[Aufgabenstellung]
Prüfe, ob die Aussagen (a), (b) und (c) mit dem Bericht über die Festnahmen im Tagebau übereinstimmen, und belege jedes Ja oder Nein mit den entscheidenden Worten des Berichts als wörtlichem Zitat. (a) Die im Tagebau Festgenommenen saßen vier bis fünf Stunden mit Kabelbindern an den Händen. (b) Die Festgenommenen wurden in Bussen ins Revier in Köln gebracht. (c) Der größte Teil der nach Aachen Gebrachten machte Angaben zur Person.

[Aufgabentext]
* * * *
Festgenommene danach:
Der größte Teil der Grünen Gruppe gelangte den ganzen Weg hinab in den Tagebau, wo sie von der Polizei unter aktiver Mithilfe der RWE-Wachmannschaften festgenommen wurden. Ich kann leider über das Wie keine weiteren Details geben, aber vielleicht können andere das. Die im Tagebau festgenommenen wurden im Tagebau festgehalten wo sie vier bis fünf Stunden mit Kabelbindern an den Händen saßen bevor sie weiter verfrachtet wurden.
Mehreren gelang es, die Kabelbinder abzustreifen und diese konnten die Menschen dann mit Wasser und Essen versorgen. Diese Festgenommenen wurden in Bussen ins Revier in Aachen verfrachtet. Weit der größte Teil von ihnen verweigerte Angaben zur Person. Ein kleinerer Teil von ihnen
wurde in den restlichen Käfigen in der Halle untergebracht während der größte Teil in den Bussen außerhalb des Polizeireviers sitzen blieb.
* * * *
[Datenauszug]
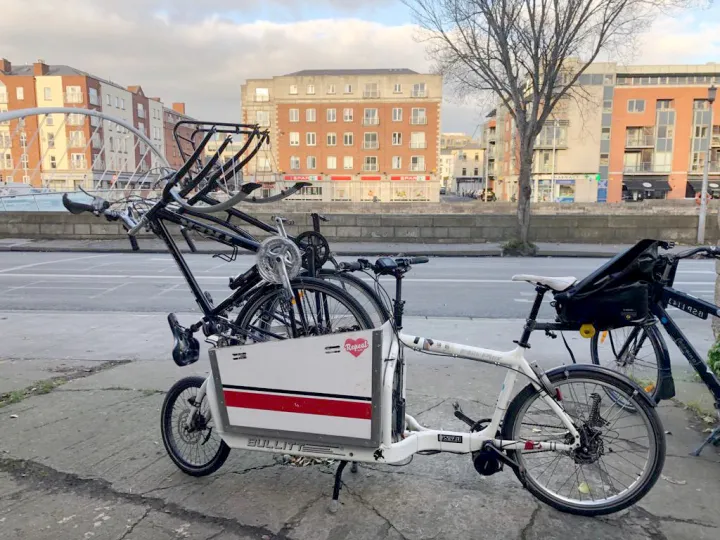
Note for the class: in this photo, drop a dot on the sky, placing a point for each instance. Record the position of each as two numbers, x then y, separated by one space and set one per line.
201 52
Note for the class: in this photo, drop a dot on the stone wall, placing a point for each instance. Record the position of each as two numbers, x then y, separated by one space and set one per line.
430 228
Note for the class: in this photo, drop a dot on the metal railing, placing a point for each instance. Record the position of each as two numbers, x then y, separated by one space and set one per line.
639 141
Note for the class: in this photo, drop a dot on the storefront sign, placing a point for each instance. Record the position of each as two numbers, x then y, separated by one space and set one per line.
302 177
411 178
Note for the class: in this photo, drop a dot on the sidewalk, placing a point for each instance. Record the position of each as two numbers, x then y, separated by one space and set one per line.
153 245
85 461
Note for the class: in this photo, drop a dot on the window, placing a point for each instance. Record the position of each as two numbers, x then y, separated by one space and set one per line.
370 141
418 117
262 118
636 105
417 163
370 164
417 140
77 139
78 161
419 90
371 90
370 117
262 95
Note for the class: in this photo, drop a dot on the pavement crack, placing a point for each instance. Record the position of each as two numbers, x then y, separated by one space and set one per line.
* * * *
[Deine Lösung]
(a) Ja: „wo sie vier bis fünf Stunden mit Kabelbindern an den Händen saßen“
(b) Nein: „Diese Festgenommenen wurden in Bussen ins Revier in Aachen verfrachtet.“
(c) Nein: „Weit der größte Teil von ihnen verweigerte Angaben zur Person.“